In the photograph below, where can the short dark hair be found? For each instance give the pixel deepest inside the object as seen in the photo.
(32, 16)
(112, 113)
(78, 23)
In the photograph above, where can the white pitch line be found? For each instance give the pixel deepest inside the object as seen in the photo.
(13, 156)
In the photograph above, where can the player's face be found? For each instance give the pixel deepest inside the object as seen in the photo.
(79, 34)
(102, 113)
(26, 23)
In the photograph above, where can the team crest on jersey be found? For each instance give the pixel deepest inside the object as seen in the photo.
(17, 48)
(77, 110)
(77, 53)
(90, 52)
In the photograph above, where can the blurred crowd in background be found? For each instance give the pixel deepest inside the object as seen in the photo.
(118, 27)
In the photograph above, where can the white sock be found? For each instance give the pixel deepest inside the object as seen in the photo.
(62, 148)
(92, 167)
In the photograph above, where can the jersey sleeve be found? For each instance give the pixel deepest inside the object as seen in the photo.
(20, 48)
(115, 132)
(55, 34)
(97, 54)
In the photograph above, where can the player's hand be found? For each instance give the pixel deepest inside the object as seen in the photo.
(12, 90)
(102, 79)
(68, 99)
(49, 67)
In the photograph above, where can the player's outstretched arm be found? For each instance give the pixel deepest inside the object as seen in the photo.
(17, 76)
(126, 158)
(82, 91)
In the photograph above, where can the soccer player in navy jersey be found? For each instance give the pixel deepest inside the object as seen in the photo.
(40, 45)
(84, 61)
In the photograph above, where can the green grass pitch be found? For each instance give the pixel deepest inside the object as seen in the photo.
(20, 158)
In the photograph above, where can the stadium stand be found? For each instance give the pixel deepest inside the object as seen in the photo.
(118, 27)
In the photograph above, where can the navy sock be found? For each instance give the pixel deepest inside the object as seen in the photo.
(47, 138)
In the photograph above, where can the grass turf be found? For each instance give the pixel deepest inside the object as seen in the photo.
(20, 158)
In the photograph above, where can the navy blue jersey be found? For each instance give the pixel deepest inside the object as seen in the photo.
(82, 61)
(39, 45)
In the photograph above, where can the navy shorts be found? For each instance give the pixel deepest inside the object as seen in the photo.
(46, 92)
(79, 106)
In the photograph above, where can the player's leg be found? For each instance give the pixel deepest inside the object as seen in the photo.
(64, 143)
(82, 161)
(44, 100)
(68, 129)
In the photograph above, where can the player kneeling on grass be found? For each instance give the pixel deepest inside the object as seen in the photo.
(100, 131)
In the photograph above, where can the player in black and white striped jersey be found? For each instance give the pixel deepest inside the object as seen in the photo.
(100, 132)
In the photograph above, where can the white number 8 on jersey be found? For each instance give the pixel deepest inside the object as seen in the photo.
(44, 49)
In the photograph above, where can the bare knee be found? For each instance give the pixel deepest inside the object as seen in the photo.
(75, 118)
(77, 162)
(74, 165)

--

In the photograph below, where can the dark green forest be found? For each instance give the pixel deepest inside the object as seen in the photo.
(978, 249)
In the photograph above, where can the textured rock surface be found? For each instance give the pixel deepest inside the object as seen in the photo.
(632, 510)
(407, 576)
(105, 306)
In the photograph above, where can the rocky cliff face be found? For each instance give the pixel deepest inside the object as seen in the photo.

EXERCISE INSTRUCTIONS: Output the lines above exactly, but only those between the line holding "In the photograph below, where can the dark" and the line holding "In the photograph above, where can the rocky", inclusive.

TASK RESULT:
In the photograph below, where can the dark green forest be found? For each instance give the pixel deepest inside the object as seen in the photo.
(978, 249)
In the photograph above, where can the textured rock surface be found? For each instance give the pixel deepest inside the object as seen in the photo.
(632, 510)
(407, 576)
(105, 306)
In the photograph above, where can the rocky cliff face be found? For each instance give the pixel deepest inside the object as seen in the photo.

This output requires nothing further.